STATED EXERCISE: Please reproduce the material below line for line, with no changes.

STORED RECORDS:
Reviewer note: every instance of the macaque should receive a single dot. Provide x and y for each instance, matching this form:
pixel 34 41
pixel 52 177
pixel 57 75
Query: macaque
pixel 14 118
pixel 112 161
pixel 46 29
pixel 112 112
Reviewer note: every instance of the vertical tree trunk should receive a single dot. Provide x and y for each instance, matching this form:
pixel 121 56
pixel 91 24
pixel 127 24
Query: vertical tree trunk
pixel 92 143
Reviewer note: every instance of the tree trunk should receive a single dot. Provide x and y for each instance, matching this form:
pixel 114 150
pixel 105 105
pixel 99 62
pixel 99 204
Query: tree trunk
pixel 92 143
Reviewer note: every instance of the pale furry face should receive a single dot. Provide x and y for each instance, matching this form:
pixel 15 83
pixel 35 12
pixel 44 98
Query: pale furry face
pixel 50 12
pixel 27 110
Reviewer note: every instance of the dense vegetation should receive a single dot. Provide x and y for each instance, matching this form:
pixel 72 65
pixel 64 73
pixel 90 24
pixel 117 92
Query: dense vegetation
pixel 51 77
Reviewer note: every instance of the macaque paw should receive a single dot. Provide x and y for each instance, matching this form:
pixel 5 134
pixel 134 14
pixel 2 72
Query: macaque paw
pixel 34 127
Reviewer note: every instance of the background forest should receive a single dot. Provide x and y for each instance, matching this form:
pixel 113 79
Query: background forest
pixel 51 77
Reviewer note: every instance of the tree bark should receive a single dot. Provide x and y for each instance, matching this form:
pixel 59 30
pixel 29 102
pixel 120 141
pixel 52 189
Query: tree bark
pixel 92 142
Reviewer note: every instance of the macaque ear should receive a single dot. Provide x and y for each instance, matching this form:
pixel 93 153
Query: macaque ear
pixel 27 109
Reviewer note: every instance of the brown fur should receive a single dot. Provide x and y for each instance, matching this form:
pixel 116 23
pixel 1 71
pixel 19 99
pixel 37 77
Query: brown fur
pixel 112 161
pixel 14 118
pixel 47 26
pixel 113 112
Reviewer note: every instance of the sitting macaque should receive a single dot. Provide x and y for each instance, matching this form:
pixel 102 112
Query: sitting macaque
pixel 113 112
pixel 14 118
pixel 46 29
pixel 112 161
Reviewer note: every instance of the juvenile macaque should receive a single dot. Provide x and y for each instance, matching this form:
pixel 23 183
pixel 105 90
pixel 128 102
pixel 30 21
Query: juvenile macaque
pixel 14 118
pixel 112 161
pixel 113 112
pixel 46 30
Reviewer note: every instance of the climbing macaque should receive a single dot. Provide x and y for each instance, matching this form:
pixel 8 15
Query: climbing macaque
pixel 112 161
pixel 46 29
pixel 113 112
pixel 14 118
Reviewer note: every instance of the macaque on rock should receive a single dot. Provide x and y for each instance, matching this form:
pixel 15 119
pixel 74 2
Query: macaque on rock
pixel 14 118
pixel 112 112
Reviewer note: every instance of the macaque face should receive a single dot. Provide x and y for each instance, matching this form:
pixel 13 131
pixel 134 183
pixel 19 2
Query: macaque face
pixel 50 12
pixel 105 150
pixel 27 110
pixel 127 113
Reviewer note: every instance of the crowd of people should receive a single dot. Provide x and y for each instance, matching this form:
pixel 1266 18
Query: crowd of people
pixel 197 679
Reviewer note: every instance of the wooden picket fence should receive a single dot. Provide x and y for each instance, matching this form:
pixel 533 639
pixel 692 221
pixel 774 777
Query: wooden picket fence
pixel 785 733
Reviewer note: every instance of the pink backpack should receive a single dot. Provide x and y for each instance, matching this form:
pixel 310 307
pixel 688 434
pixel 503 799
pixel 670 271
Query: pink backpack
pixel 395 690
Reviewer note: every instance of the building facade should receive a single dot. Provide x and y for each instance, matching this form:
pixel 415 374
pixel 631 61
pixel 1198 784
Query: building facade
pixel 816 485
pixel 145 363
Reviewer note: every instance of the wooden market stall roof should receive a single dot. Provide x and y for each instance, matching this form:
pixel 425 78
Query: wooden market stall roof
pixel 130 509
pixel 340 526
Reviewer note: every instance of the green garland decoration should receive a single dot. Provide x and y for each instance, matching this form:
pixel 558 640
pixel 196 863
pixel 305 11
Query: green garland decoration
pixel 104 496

CORRECT ANSWER:
Reviewer note: every instance of the macaque should receive a single dot. Provide x and y for each instance, matching this form:
pixel 34 41
pixel 52 177
pixel 57 75
Query: macaque
pixel 14 118
pixel 112 161
pixel 46 29
pixel 112 112
Reviewer note: every instance of the vertical tree trunk should receive a single dot. Provide x and y for each instance, matching this form:
pixel 121 56
pixel 91 24
pixel 127 24
Query: vertical tree trunk
pixel 92 143
Reviewer note: every instance of the tree trunk should receive a single dot. Provide x and y for each instance, matching this form:
pixel 114 150
pixel 105 105
pixel 99 62
pixel 99 204
Query: tree trunk
pixel 92 143
Reviewer note: every instance of the pale furry face should receive a single dot. Provide x and y for each instance, matching this form:
pixel 15 83
pixel 35 12
pixel 44 98
Query: pale furry face
pixel 50 12
pixel 27 110
Reviewer note: every instance of the dense vegetation should receive a single dot. Provide x and y for each instance, matching this form:
pixel 72 65
pixel 64 73
pixel 90 24
pixel 117 92
Query: dense vegetation
pixel 51 77
Reviewer note: every instance of the macaque paw should receive a single dot. Provide x and y for each instance, matching this form:
pixel 5 134
pixel 134 14
pixel 2 72
Query: macaque paw
pixel 34 127
Reviewer note: every instance of the background forest should receive a single dot. Provide x and y for each instance, matching this form:
pixel 113 79
Query: background forest
pixel 51 77
Reviewer note: every instance of the tree bark should receive a single dot. Provide x and y for each instance, matching this form:
pixel 59 30
pixel 29 102
pixel 120 141
pixel 52 189
Query: tree bark
pixel 92 142
Reviewer note: every instance of the macaque ear should receive a single dot. Provide x and y for each instance, matching this form:
pixel 93 153
Query: macaque ear
pixel 27 109
Reviewer note: every instance of the brown fur should receive a single dot. Provide x and y for each instance, matching this form:
pixel 116 23
pixel 1 71
pixel 19 99
pixel 37 77
Query: brown fur
pixel 112 161
pixel 14 118
pixel 47 26
pixel 113 112
Reviewer note: every instance of the sitting macaque should receive a single dot. Provide x and y for each instance, matching this form:
pixel 102 112
Query: sitting macaque
pixel 113 112
pixel 14 118
pixel 46 29
pixel 112 161
Reviewer note: every instance of the juvenile macaque should receive a single dot. Provide x and y for each instance, matching this form:
pixel 23 183
pixel 105 90
pixel 128 102
pixel 30 21
Query: juvenile macaque
pixel 14 118
pixel 112 161
pixel 113 112
pixel 46 30
Reviewer note: every instance of the climbing macaque should receive a single dot. Provide x and y for each instance, matching this form:
pixel 8 15
Query: climbing macaque
pixel 112 161
pixel 46 29
pixel 113 112
pixel 14 118
Reviewer note: every instance of the macaque on rock should receive a single dot. Provide x and y for each instance, matching this form:
pixel 15 119
pixel 74 2
Query: macaque on rock
pixel 14 118
pixel 112 112
Reviewer note: every instance of the macaque face should receive a single dot. Provide x and y for each instance, matching this form:
pixel 13 131
pixel 134 183
pixel 19 2
Query: macaque face
pixel 50 12
pixel 105 150
pixel 27 110
pixel 127 113
Reviewer note: every instance of the crowd of people should receive a single dot. Provide x and y for each instance, matching this form:
pixel 1266 18
Query: crowd of people
pixel 197 679
Reviewer note: every instance of the wooden picket fence should receive a single dot. Provide x and y for each instance, matching this form:
pixel 533 639
pixel 692 221
pixel 774 777
Query: wooden picket fence
pixel 785 733
Reviewer note: every instance of the pink backpack should receive a single dot. Provide x and y for each instance, matching this form:
pixel 310 307
pixel 688 434
pixel 503 799
pixel 670 271
Query: pink backpack
pixel 395 690
Reviewer note: every instance of the building facade should receive a single dot. Provide x and y for each instance, matching this form:
pixel 415 374
pixel 631 61
pixel 1198 784
Query: building facade
pixel 816 485
pixel 145 363
Reviewer note: every instance of the wooden market stall roof should receive a single dot. Provide x and y for each instance, matching this form:
pixel 425 78
Query: wooden market stall roof
pixel 130 509
pixel 340 526
Reviewer note: every instance of the green garland decoration should receive a single dot. Provide x and y for each instance, matching this form:
pixel 558 640
pixel 196 863
pixel 305 11
Query: green garland decoration
pixel 104 496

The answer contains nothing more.